### Given data:
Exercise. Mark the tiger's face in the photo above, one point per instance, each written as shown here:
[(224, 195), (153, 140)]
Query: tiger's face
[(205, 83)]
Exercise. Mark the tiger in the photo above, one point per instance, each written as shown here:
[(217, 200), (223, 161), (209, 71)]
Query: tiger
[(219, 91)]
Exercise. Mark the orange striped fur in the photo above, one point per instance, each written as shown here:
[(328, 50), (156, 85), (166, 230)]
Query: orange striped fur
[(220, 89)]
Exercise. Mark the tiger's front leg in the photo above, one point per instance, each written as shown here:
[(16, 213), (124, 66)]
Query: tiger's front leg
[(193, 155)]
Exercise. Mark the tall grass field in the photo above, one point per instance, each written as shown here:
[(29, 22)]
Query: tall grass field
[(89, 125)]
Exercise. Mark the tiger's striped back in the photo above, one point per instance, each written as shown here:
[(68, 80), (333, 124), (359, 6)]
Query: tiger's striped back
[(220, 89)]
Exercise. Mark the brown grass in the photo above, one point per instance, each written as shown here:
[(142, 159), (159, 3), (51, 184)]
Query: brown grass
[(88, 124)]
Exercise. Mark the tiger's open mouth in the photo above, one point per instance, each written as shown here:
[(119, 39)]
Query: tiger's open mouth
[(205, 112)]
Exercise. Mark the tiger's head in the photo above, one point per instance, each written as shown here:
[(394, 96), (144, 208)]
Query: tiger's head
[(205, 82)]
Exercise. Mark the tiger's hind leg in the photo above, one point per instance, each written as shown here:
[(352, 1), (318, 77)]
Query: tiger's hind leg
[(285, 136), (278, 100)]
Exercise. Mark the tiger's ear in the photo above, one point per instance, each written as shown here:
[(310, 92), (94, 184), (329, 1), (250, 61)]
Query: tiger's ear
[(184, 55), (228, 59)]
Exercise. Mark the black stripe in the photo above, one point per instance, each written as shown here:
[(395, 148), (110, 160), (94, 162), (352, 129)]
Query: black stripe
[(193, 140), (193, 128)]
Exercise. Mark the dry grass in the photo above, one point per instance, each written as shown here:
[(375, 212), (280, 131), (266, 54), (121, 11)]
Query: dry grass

### Your goal:
Using only the entries above, output the line with "Exercise. Mark the tiger's striped", the line with "Exercise. Mark the brown", and all lines between them, exactly as they stand.

### Exercise solution:
Exercise. Mark the tiger's striped back in the photo above, one point per instance, each written as shown here:
[(68, 80), (333, 124), (359, 6)]
Query: tiger's striped back
[(220, 89)]
Exercise. Mark the brown grass in the photo above, one point per instance, each written as shown here:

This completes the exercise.